### [Exercise]
All the entries below should be reproduced exactly.

┌─ Source records

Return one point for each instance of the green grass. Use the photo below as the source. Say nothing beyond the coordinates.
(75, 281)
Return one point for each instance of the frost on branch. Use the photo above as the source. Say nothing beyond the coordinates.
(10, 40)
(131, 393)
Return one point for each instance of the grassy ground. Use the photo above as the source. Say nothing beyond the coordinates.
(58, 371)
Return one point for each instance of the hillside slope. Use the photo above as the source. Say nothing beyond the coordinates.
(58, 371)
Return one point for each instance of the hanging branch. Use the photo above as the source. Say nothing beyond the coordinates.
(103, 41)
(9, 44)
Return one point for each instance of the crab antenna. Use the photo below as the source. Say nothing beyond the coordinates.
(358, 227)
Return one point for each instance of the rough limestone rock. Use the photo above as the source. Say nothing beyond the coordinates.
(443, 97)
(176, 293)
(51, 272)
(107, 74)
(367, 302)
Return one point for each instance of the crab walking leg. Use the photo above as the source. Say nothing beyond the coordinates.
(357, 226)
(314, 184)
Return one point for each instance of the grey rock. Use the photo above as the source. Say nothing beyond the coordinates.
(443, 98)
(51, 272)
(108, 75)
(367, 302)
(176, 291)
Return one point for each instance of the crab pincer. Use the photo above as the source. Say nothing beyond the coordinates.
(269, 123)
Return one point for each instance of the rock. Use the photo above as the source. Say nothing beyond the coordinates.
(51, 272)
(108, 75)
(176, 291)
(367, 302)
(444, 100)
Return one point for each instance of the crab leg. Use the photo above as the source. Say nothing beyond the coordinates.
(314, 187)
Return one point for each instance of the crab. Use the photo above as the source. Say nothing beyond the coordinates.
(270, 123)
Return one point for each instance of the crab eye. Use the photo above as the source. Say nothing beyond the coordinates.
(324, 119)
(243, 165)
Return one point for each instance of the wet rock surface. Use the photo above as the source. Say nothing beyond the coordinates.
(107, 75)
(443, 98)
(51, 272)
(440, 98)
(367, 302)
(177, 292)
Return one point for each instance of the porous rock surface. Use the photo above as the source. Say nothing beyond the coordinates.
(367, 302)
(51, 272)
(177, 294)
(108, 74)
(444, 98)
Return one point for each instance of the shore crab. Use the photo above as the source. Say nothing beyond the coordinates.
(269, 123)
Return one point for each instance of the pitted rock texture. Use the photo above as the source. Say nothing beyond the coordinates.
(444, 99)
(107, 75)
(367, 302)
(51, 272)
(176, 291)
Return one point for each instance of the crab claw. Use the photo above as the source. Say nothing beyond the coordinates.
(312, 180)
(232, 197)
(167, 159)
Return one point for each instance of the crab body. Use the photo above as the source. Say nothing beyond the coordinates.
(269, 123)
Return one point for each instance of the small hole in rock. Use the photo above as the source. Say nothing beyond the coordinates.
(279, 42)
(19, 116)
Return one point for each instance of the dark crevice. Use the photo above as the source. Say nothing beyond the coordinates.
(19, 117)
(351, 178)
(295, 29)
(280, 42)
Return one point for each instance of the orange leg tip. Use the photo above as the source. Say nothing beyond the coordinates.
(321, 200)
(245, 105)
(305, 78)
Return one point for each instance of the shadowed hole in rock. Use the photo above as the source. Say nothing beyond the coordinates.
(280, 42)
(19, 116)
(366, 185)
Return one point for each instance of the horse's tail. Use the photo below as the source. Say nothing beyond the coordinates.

└─

### [Response to the task]
Return one point for each instance of the green grass. Use the photo below as the source. Say nothing beyond the coordinates.
(75, 281)
Return one point for each instance of the frost on branch. Use the photo above as the source. Say nothing beyond the coordinates.
(10, 40)
(131, 393)
Return one point for each instance of the grassy ground. Use the photo above as the source. Say nothing beyond the coordinates.
(58, 371)
Return one point for each instance of the hillside slope. Use the photo above as the source. Say nothing beyond the coordinates.
(58, 371)
Return one point for each instance of the hanging branch. Use the photo above as the source. Say nothing beyond the coordinates.
(103, 41)
(9, 44)
Return one point for each instance of the crab antenna. Use the photo below as the source. Say nothing beyond the coordinates.
(358, 227)
Return one point for each instance of the rough limestone rock. Use the photo above as the source. Say nothing beyond the coordinates.
(443, 97)
(176, 293)
(51, 272)
(107, 74)
(367, 302)
Return one point for each instance of the crab walking leg. Use the photo above as the source. Say nothing beyond the coordinates.
(357, 226)
(314, 184)
Return one point for each instance of the grey rock. Use the photo above as the source. Say nothing beyond the coordinates.
(443, 98)
(51, 272)
(108, 75)
(367, 302)
(176, 291)
Return one point for each instance of the crab pincer. Use the photo above as the source. Say nothing beyond the coordinates.
(269, 123)
Return one point for each instance of the rock. Use the photo above as the source. Say nothing beyond the coordinates.
(51, 272)
(108, 75)
(176, 291)
(367, 302)
(444, 100)
Return one point for each instance of the crab leg. Use the photo above as the source. Say nothing beyond the coordinates.
(314, 187)
Return one point for each instance of the crab. Use the photo above as the source. Say nothing beyond the coordinates.
(270, 123)
Return one point for each instance of the crab eye. Use the photo above as the source. Say nothing beyond the coordinates.
(324, 119)
(243, 165)
Return one point for each instance of the wet rock surface. Use the photo above as the source. Say nothing beyond the coordinates.
(107, 75)
(443, 98)
(51, 272)
(440, 98)
(367, 302)
(177, 292)
Return one point for each instance of the porous rock surface. Use the photo above as the source. Say nothing beyond the coordinates.
(367, 302)
(51, 272)
(177, 294)
(108, 74)
(444, 98)
Return one point for each instance of the shore crab. Use the photo above as the source. Say nothing beyond the coordinates.
(269, 123)
Return one point for each instance of the pitted rock texture. Use the photo above as the source. Say nothing beyond the coordinates.
(444, 99)
(107, 75)
(367, 302)
(51, 272)
(176, 291)
Return one point for each instance of the crab claw. Use the photo above as the source. Say nothing beyond the coordinates.
(312, 180)
(232, 197)
(167, 159)
Return one point for each instance of the crab body. Use the photo above as the source. Say nothing beyond the coordinates.
(269, 123)
Return one point for each instance of the small hole in rock. Use the photo above as the source. Say nothing beyond the coordinates.
(279, 42)
(19, 116)
Return one point for each instance of the dark crevice. Use the photo above as the source. Say nothing beyond the coordinates.
(19, 117)
(351, 178)
(295, 29)
(280, 42)
Return one point for each instance of the orange leg tip. Use the photo above as the source. Say nothing beyond the coordinates.
(321, 200)
(245, 105)
(305, 78)
Return one point for each instance of the shadowed hole in rock. Use the photo above as the source. Say nothing beyond the coordinates.
(280, 42)
(19, 116)
(366, 185)
Return one point for each instance of the horse's tail. Use the photo below as the source. Say nothing beyond the coordinates.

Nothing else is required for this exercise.